### [Page excerpt]
=-=-=

S-8

As filed with the Securities and Exchange Commission on November 20, 2015

Registration No. 333-        

 

 

 

UNITED STATES

SECURITIES AND EXCHANGE COMMISSION

Washington, D.C. 20549

 

 

FORM S-8

REGISTRATION STATEMENT

UNDER

THE SECURITIES ACT OF 1933

 

 

Tableau Software, Inc.

(Exact name of Registrant as specified in its charter)

 

 

 

Delaware   47-0945740

(State or other jurisdiction of

Incorporation or organization)

 

(I.R.S. Employer

Identification No.)

837 North 34th Street, Suite 200

Seattle, Washington 98103

(206) 633-3400

(Address of principal executive offices) (Zip code)

Tableau Software, Inc. 2013 Equity Incentive Plan

Tableau Software, Inc. 2013 Employee Stock Purchase Plan

(Full title of the plan)

Christian Chabot

Chief Executive Officer

Tableau Software, Inc.

837 North 34th Street, Suite 200

Seattle, Washington 98103

(206) 633-3400

(Name and address of agent for service) (Telephone number, including area code, of agent for service)

Copies to:

 

Jodie M. Bourdet

Charles S. Kim

Cooley LLP

101 California Street, 5th Floor

San Francisco, California 94111

(415) 693-2000

 

Keenan Conder

Vice President, General Counsel and Secretary

Tableau Software, Inc.

837 North 34th Street, Suite 200

Seattle, Washington 98103

(206) 633-3400

 

 

Indicate by check mark whether the registrant is a large accelerated filer, an accelerated filer, a non-accelerated filer, or a smaller reporting company. See the definitions of “large accelerated filer,” “accelerated filer” and “smaller reporting company” in Rule 12b-2 of the Exchange Act.

 

Large accelerated filer   x    Accelerated filer   ¨
Non-accelerated filer   ¨  (Do not check if a smaller reporting company)    Smaller reporting company   ¨

 

 

CALCULATION OF REGISTRATION FEE

 

 

Title of Securities

to be Registered

 

Amount

to be

Registered(1)

=-=-=

### [Raw data]
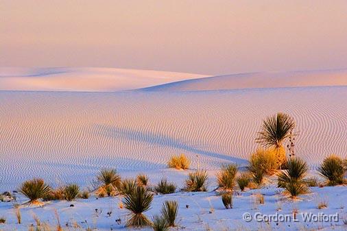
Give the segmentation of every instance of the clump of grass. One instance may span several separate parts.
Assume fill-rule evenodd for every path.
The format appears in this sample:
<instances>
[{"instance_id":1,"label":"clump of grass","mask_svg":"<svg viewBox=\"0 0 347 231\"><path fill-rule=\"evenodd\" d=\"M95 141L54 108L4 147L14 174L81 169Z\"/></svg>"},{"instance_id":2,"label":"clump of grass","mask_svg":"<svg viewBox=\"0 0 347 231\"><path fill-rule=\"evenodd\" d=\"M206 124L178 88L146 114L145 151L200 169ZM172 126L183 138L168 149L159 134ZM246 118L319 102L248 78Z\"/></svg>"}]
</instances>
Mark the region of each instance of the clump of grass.
<instances>
[{"instance_id":1,"label":"clump of grass","mask_svg":"<svg viewBox=\"0 0 347 231\"><path fill-rule=\"evenodd\" d=\"M167 179L162 178L160 181L154 187L154 191L157 193L161 194L170 194L175 193L176 190L176 186L174 183L169 183L167 182Z\"/></svg>"},{"instance_id":2,"label":"clump of grass","mask_svg":"<svg viewBox=\"0 0 347 231\"><path fill-rule=\"evenodd\" d=\"M241 191L244 191L245 188L250 184L250 175L248 173L242 173L237 178L236 181Z\"/></svg>"},{"instance_id":3,"label":"clump of grass","mask_svg":"<svg viewBox=\"0 0 347 231\"><path fill-rule=\"evenodd\" d=\"M190 192L206 192L208 175L204 170L197 171L188 174L185 182L185 190Z\"/></svg>"},{"instance_id":4,"label":"clump of grass","mask_svg":"<svg viewBox=\"0 0 347 231\"><path fill-rule=\"evenodd\" d=\"M154 231L168 231L169 226L166 219L160 215L154 215L152 219L152 227Z\"/></svg>"},{"instance_id":5,"label":"clump of grass","mask_svg":"<svg viewBox=\"0 0 347 231\"><path fill-rule=\"evenodd\" d=\"M163 204L161 214L169 226L175 226L175 221L178 212L178 203L176 201L165 201Z\"/></svg>"},{"instance_id":6,"label":"clump of grass","mask_svg":"<svg viewBox=\"0 0 347 231\"><path fill-rule=\"evenodd\" d=\"M136 181L134 179L124 179L121 181L119 191L123 195L128 195L135 190Z\"/></svg>"},{"instance_id":7,"label":"clump of grass","mask_svg":"<svg viewBox=\"0 0 347 231\"><path fill-rule=\"evenodd\" d=\"M320 175L327 181L327 184L334 186L344 183L345 169L341 158L331 155L326 158L318 168Z\"/></svg>"},{"instance_id":8,"label":"clump of grass","mask_svg":"<svg viewBox=\"0 0 347 231\"><path fill-rule=\"evenodd\" d=\"M304 180L307 170L307 163L298 158L291 158L287 162L288 169L278 174L278 186L285 189L285 193L294 199L301 194L309 192Z\"/></svg>"},{"instance_id":9,"label":"clump of grass","mask_svg":"<svg viewBox=\"0 0 347 231\"><path fill-rule=\"evenodd\" d=\"M171 156L167 165L170 168L175 168L176 169L188 169L191 161L184 154L180 154L180 156Z\"/></svg>"},{"instance_id":10,"label":"clump of grass","mask_svg":"<svg viewBox=\"0 0 347 231\"><path fill-rule=\"evenodd\" d=\"M51 190L49 193L43 197L44 201L56 201L64 199L64 189L62 187Z\"/></svg>"},{"instance_id":11,"label":"clump of grass","mask_svg":"<svg viewBox=\"0 0 347 231\"><path fill-rule=\"evenodd\" d=\"M43 180L34 178L24 182L19 189L19 192L27 197L29 205L42 205L39 202L51 192L51 188L45 183Z\"/></svg>"},{"instance_id":12,"label":"clump of grass","mask_svg":"<svg viewBox=\"0 0 347 231\"><path fill-rule=\"evenodd\" d=\"M86 190L83 191L81 193L80 193L79 197L82 199L89 198L89 192Z\"/></svg>"},{"instance_id":13,"label":"clump of grass","mask_svg":"<svg viewBox=\"0 0 347 231\"><path fill-rule=\"evenodd\" d=\"M148 176L144 174L139 174L136 177L136 182L139 186L147 186L148 184Z\"/></svg>"},{"instance_id":14,"label":"clump of grass","mask_svg":"<svg viewBox=\"0 0 347 231\"><path fill-rule=\"evenodd\" d=\"M317 178L309 178L306 179L305 181L309 187L317 187L318 186L318 180L317 180Z\"/></svg>"},{"instance_id":15,"label":"clump of grass","mask_svg":"<svg viewBox=\"0 0 347 231\"><path fill-rule=\"evenodd\" d=\"M230 164L222 166L222 169L217 173L217 182L219 188L232 191L235 186L235 177L238 171L236 164Z\"/></svg>"},{"instance_id":16,"label":"clump of grass","mask_svg":"<svg viewBox=\"0 0 347 231\"><path fill-rule=\"evenodd\" d=\"M124 206L132 215L127 221L127 226L143 227L150 224L149 220L143 212L148 210L153 200L153 195L141 186L124 197Z\"/></svg>"},{"instance_id":17,"label":"clump of grass","mask_svg":"<svg viewBox=\"0 0 347 231\"><path fill-rule=\"evenodd\" d=\"M80 186L76 184L71 184L64 187L64 198L71 202L76 199L80 193Z\"/></svg>"},{"instance_id":18,"label":"clump of grass","mask_svg":"<svg viewBox=\"0 0 347 231\"><path fill-rule=\"evenodd\" d=\"M99 193L104 192L108 196L113 195L121 184L121 176L116 169L103 169L97 176L97 181L101 184Z\"/></svg>"},{"instance_id":19,"label":"clump of grass","mask_svg":"<svg viewBox=\"0 0 347 231\"><path fill-rule=\"evenodd\" d=\"M22 223L22 214L21 212L21 209L19 208L16 208L16 218L17 219L17 223Z\"/></svg>"},{"instance_id":20,"label":"clump of grass","mask_svg":"<svg viewBox=\"0 0 347 231\"><path fill-rule=\"evenodd\" d=\"M232 208L232 193L223 193L222 202L226 209Z\"/></svg>"}]
</instances>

=-=-=

### [Problem to solve]
Copy the part of the Tableau Software registration statement that starts at the words "Chief Executive Officer" and ends after "code, of agent for service)", substituting "President" for "Chief Executive Officer".

### [Answer to this problem]
President

Tableau Software, Inc.

837 North 34th Street, Suite 200

Seattle, Washington 98103

(206) 633-3400

(Name and address of agent for service) (Telephone number, including area code, of agent for service)